#### Record set
★ ★ ★ ★

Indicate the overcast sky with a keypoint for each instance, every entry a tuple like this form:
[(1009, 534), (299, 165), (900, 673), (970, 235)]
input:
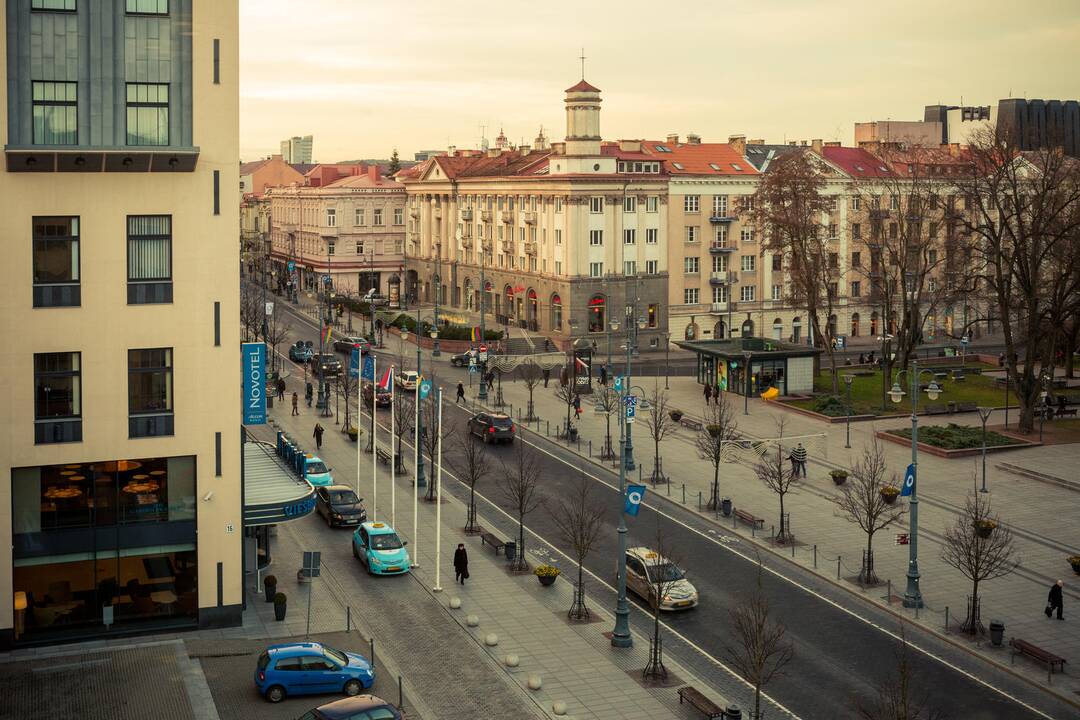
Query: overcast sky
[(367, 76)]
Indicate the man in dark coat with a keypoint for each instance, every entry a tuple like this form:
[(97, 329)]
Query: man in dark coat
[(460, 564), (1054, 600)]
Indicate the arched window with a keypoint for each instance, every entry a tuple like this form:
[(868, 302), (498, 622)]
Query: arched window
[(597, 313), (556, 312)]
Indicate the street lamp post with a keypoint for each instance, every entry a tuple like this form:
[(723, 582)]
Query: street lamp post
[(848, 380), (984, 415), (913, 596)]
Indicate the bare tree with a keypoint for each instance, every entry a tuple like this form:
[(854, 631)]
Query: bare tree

★ ★ ★ ★

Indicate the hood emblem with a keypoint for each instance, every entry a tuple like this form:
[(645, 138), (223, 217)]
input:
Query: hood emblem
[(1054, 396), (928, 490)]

★ ★ ★ ★

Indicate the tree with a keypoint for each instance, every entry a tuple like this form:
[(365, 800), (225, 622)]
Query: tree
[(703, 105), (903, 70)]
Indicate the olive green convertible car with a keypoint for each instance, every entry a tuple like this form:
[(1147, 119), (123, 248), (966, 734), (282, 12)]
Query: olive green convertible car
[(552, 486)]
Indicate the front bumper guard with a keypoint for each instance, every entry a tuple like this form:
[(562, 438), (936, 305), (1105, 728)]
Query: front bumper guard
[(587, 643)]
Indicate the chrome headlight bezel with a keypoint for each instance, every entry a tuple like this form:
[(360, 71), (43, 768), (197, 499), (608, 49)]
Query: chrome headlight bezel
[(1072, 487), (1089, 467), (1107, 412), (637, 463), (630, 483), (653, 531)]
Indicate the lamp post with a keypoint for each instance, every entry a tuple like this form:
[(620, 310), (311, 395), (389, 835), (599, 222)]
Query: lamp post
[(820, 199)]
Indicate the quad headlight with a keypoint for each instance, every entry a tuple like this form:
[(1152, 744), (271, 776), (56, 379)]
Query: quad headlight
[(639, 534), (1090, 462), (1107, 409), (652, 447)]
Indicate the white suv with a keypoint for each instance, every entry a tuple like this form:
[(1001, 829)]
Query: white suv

★ ★ ★ ★

#### Problem requirements
Across the entries, work out how many lines hold the word "bare". Reply with that number only.

#### Result for this task
2